TEXTO FORNECIDO:
┌────────
Recentemente, muito se tem falado sobre a redução dos juros promovida pelo governo federal. Parafraseando um certo ex-presidente... – ‘Nunca se viu na história desse país’, tanta gente, de classes sociais diversas, enaltecendo e comemorando a condução de assuntos econômicos, como nesse caso.
Méritos à parte, eu gostaria de provocar a reflexão a cerca dos reais benefícios trazidos por essa medida e sua solução prática para os dilemas econômicos atuais:
Minha primeira questão é: Quem são os reais beneficiários dessa medida? Resposta: o consumidor. Justamente aquele que já vinha comprando em mais de 70 meses e depois veio a ser restringido a comprar em no máximo 48 meses e, nem por isso, deixou de gastar. Esse consumidor emergiu das classes inferiores da sociedade e adquiriu TV, geladeira, computador, casa, carro e se endividou, endividou e endividou.
Uma mostra disso está na troca de farpas entre o ministro Mantega e a Febraban em que aquela usou a seguinte metáfora por meio do seu economista-chefe: "Alguém já disse que 'você pode levar um cavalo até a beira do rio, mas não conseguirá obrigá-lo a beber água!’? ”. Isso fora dito para explicar porque as famílias não impulsionaram o crédito na economia.
└────────
TAREFA:
No texto sobre a redução dos juros, quem é apontado como o real beneficiário dessa medida?

DADOS PARA ANÁLISE:
┌────────
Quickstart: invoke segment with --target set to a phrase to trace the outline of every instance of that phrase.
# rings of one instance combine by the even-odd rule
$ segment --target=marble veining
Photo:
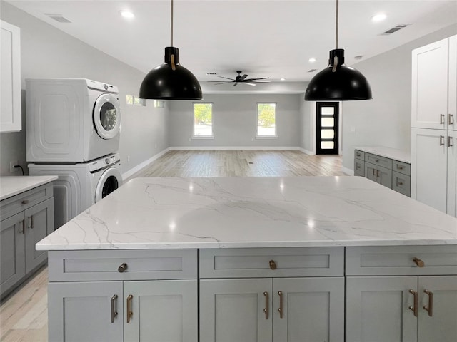
[[[396,150],[395,148],[391,147],[384,147],[383,146],[363,146],[354,147],[354,150],[358,150],[360,151],[373,153],[373,155],[386,157],[386,158],[393,159],[399,162],[406,162],[408,164],[411,163],[411,153],[406,151],[403,151],[401,150]]]
[[[57,178],[59,178],[57,176],[1,176],[0,177],[0,200],[49,183]]]
[[[136,178],[42,250],[457,244],[457,219],[360,177]]]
└────────
RESPOSTA:
O consumidor.